Pemeriksaan kinerja atas Pengendalian Pencemaran Air Sungai Ciliwung dan Pengelolaan Pengawasan Badan Nasional Penempatan dan Perlindungan Tenaga Kerja Indonesia (BNP2TKI) pada Semester I 2009 dan empat pelayanan kesehatan pada RSUD pada Semester II 2008 menunjukkan (1) Pengendalian atas pencemaran air Sungai Ciliwung kurang efektif; (2) BNP2TKI belum memiliki standar dan pedoman pengawasan, termasuk kurang optimalnya koordinasi pengawasan dengan Depnakertrans serta (3) kinerja pelayanan kesehatan pada RSUD masih perlu ditingkatkan.
Pemeriksaan Dengan Tujuan Tertentu/PDTT meliputi 103 objek terdiri dari 46 objek pemerintah pusat, 36 objek pemerintah provinsi/kabupaten/kota, 16 BUMN, dan 5 BUMD. Temuan signifikan PDTT antara lain: (1) di Kejaksaan Agung, uang pengganti senilai Rp5 triliun dan USD293 juta, serta denda Rp30 miliar di Kejaksaan Tinggi DKI Jakarta belum berhasil ditagih; (2) di Departemen Kehutanan, terdapat kelebihan pembayaran biaya jasa pemeliharaan Sistem Komunikasi Radio Terpadu Tahun 2007 dan 2008 senilai hampir Rp17 miliar.

**Soal Singkat a:** Salin ulang baris-baris dalam catatan, dimulai dari baris yang memuat "trace: man's hand" dan berhenti setelah baris yang memuat "163 98 L 154".

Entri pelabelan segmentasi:

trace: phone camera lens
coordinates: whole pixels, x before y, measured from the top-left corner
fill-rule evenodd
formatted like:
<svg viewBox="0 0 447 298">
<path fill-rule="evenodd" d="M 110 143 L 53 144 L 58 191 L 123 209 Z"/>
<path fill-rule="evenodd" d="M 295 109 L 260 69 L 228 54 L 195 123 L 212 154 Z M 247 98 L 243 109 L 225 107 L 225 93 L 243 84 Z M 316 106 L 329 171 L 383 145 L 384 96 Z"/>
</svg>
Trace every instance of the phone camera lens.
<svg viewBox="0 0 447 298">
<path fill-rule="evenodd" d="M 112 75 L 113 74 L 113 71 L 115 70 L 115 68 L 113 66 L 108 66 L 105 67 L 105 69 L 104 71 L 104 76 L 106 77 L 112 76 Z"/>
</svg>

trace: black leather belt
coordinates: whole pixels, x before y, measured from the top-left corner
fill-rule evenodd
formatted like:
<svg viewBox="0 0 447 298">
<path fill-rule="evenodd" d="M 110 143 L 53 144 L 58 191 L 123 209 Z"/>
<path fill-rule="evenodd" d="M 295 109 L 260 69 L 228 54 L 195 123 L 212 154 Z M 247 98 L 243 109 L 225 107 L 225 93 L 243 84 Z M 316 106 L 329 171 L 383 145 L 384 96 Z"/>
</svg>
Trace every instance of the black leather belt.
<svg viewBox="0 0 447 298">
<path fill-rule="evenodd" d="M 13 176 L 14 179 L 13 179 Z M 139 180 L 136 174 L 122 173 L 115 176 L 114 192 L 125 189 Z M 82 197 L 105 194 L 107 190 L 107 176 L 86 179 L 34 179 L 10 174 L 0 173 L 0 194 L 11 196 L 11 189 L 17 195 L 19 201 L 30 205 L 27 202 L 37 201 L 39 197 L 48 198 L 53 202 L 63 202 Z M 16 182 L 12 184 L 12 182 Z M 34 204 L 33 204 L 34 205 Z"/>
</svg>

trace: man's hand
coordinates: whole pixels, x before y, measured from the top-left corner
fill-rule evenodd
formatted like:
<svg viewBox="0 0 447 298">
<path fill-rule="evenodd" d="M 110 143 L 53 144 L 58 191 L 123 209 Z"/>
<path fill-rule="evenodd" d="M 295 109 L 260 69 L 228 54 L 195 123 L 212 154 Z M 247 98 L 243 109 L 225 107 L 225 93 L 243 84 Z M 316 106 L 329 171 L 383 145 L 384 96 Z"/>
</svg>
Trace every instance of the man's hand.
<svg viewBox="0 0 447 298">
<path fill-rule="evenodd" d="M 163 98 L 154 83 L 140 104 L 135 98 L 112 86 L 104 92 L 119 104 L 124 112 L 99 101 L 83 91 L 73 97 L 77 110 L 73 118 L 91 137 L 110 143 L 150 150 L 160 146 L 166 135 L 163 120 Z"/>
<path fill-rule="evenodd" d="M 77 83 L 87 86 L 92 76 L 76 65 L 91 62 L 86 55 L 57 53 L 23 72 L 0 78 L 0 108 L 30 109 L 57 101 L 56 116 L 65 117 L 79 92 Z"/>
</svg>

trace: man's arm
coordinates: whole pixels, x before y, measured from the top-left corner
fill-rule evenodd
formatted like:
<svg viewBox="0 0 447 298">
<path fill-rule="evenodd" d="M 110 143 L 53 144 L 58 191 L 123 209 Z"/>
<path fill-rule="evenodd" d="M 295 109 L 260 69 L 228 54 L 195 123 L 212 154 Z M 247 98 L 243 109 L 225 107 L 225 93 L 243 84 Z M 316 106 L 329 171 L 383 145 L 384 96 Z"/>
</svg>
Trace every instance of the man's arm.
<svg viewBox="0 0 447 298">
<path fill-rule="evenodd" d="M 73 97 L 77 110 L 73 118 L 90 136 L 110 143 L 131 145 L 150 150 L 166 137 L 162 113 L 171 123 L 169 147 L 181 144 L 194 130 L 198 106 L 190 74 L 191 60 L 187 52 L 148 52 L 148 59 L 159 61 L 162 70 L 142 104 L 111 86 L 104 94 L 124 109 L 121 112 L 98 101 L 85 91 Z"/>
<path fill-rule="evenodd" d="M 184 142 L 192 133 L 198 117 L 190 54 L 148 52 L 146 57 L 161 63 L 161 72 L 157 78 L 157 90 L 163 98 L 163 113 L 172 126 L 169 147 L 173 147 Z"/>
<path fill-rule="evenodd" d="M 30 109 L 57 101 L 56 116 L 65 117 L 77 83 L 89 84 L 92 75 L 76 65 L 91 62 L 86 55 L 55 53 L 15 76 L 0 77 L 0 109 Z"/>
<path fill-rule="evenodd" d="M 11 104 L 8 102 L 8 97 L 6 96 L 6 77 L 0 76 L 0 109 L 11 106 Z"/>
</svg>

**Soal Singkat b:** Lanjutkan teks tentang temuan pemeriksaan atas instansi pemerintah mulai dari kalimat terakhirnya.

**Jawaban a:**
trace: man's hand
coordinates: whole pixels, x before y, measured from the top-left corner
fill-rule evenodd
formatted like:
<svg viewBox="0 0 447 298">
<path fill-rule="evenodd" d="M 110 143 L 53 144 L 58 191 L 123 209 Z"/>
<path fill-rule="evenodd" d="M 295 109 L 260 69 L 228 54 L 195 123 L 212 154 Z M 247 98 L 243 109 L 225 107 L 225 93 L 243 84 Z M 316 106 L 329 171 L 383 145 L 384 96 Z"/>
</svg>
Trace every instance of the man's hand.
<svg viewBox="0 0 447 298">
<path fill-rule="evenodd" d="M 163 98 L 154 83 L 140 104 L 135 98 L 112 86 L 104 92 L 119 104 L 124 112 L 99 101 L 83 91 L 73 97 L 77 110 L 73 118 L 91 137 L 110 143 L 150 150 L 160 146 L 166 135 L 163 120 Z"/>

**Jawaban b:**
Hasil pemantauan pelaksanaan tindak lanjut atas hasil pemeriksaan BPK RI sampai dengan akhir semester I TA 2009, terdapat lebih dari 62 ribu temuan dengan lebih dari 112 ribu rekomendasi. Dari jumlah itu, sekitar 49 ribu rekomendasi telah ditindaklanjuti, hampir 22 ribu rekomendasi dalam proses tindak lanjut, dan sekitar 41 ribu rekomendasi belum ditindaklanjuti. BPK berharap dengan dibentuknya Badan Akuntabilitas Keuangan Negara (BAKN) di DPR, penyelesaian tindak lanjut dapat lebih ditingkatkan untuk mendorong percepatan terwujudnya transparansi dan akuntabilitas keuangan negara.
Sedangkan kerugian negara pada semester I Tahun 2009 adalah Rp4,5 triliun, USD46,9 juta, dan sejumlah valuta asing lainnya dengan tingkat penyelesaian sebesar hampir 40% senilai Rp1,14 triliun dan USD40,7 juta. Dalam IHPS I Tahun 2009, juga disebutkan bahwa sampai dengan semester I Tahun 2009, hasil pemeriksaan BPK berindikasi unsur pidana yang disampaikan kepada instansi berwenang berjumlah 223 kasus senilai Rp30,5 triliun dan USD470 juta. Untuk semester I Tahun 2009, hasil pemeriksaan BPK yang berindikasi pidana dan diserahkan kepada penegak hukum adalah 19 kasus senilai Rp340 miliar dan USD94,6 ribu.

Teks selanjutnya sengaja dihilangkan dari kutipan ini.